Ни в латинском, ни в греческом языках нет слова, соответствующего тому, что мы разумеем под словом публика. Есть слова, обозначающие народ, собрание граждан вооруженных или невооруженных, избирательный корпус, все разновидности толпы. Но какому писателю древности могло прийти на ум говорить о своей публике? Все они не знали ничего, кроме своей аудитории в залах, нанимаемых для публичных чтений, где поэты, современники Плиния Младшего, собирали немногочисленную сочувственную толпу. Что же касается тех немногочисленных читателей манускриптов, переписанных в нескольких десятках экземпляров, то они не могли сознавать, что составляют общественный агрегат, который составляют теперь читатели одной и той же газеты и даже иногда одного и того же модного романа. Была ли публика в Средние века? Нет, но в эти времена были ярмарки, паломничества, беспорядочные скопища, охваченные благочестивыми или воинственными чувствами, гневом или паникой. Возникновение публики стало возможным не раньше начала широкого распространения книгопечатания в XVI в. Передача силы на расстоянии – ничто по сравнению с передачей мысли на расстоянии. Не есть ли мысль – социальная сила по преимуществу? Вспомните idtees-forces Фулье. Когда Библия была в первый раз издана в миллионах экземпляров, то обнаружилось в высшей степени новое и богатое неисчислимыми последствиями явление, а именно благодаря ежедневному и одновременному чтению одной и той же книги, т. е. Библии, соединенная масса ее читателей почувствовала, что составляет новое социальное тело, отделенное от церкви. Но эта нарождающаяся публика сама еще была только отдельной церковью, с которой она смешивалась; слабость протестантизма и заключается в том, что он был одновременно публикой и церковью, двумя агрегатами, управляемыми различными принципами и по самому существу своему непримиримыми. Публика как таковая выделилась более ясно только при Людовике XIV. Но и в эту эпоху если и были толпы, не менее стремительные, нежели теперь, и не менее значительные, при коронованиях монархов, на больших празднествах, при бунтах, возникавших вследствие периодических голодовок, то публика составлялась из незначительного количества избранных honnеtes gens, которые читали свой ежемесячный журнал, в особенности же книги, небольшое количество книг, написанных для небольшого количества читателей. И кроме того, эти читатели были по большей части сгруппированы если не при дворе, то вообще в Париже.

*-*-*

Поставленная задача 1:
Когда, согласно фрагменту о происхождении публики, ее возникновение стало возможным?
Текст и записи никак не связаны друг с другом.

Исходные записи:

*-*-*

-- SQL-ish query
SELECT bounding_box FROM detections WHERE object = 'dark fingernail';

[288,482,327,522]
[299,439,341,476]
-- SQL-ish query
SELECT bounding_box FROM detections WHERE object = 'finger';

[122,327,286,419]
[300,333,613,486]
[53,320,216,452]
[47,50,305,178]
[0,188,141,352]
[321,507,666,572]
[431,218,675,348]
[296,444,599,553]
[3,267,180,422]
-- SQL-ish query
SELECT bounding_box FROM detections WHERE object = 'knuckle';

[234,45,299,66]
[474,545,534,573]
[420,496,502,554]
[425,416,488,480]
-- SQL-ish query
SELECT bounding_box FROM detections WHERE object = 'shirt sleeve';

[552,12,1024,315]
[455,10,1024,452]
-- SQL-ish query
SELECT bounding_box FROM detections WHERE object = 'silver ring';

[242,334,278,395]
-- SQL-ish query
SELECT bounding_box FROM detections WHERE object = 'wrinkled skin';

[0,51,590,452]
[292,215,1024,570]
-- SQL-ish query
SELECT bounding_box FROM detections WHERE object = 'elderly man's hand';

*-*-*

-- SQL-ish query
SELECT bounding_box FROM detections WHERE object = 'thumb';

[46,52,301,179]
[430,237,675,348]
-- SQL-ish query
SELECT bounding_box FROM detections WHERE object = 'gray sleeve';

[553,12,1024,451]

*-*-*

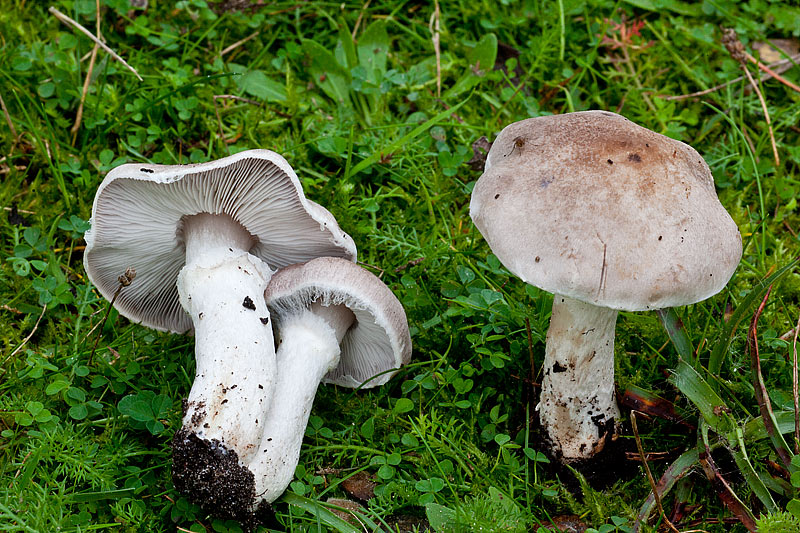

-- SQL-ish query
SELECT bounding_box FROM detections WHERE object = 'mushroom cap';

*-*-*

Поставленная задача 2:
Покажите все строки записей, содержащие строку «sleeve», с учетом регистра букв.

Правильный результат 1:
Не раньше начала широкого распространения книгопечатания в XVI веке.

Правильный результат 2:
SELECT bounding_box FROM detections WHERE object = 'shirt sleeve';
SELECT bounding_box FROM detections WHERE object = 'gray sleeve';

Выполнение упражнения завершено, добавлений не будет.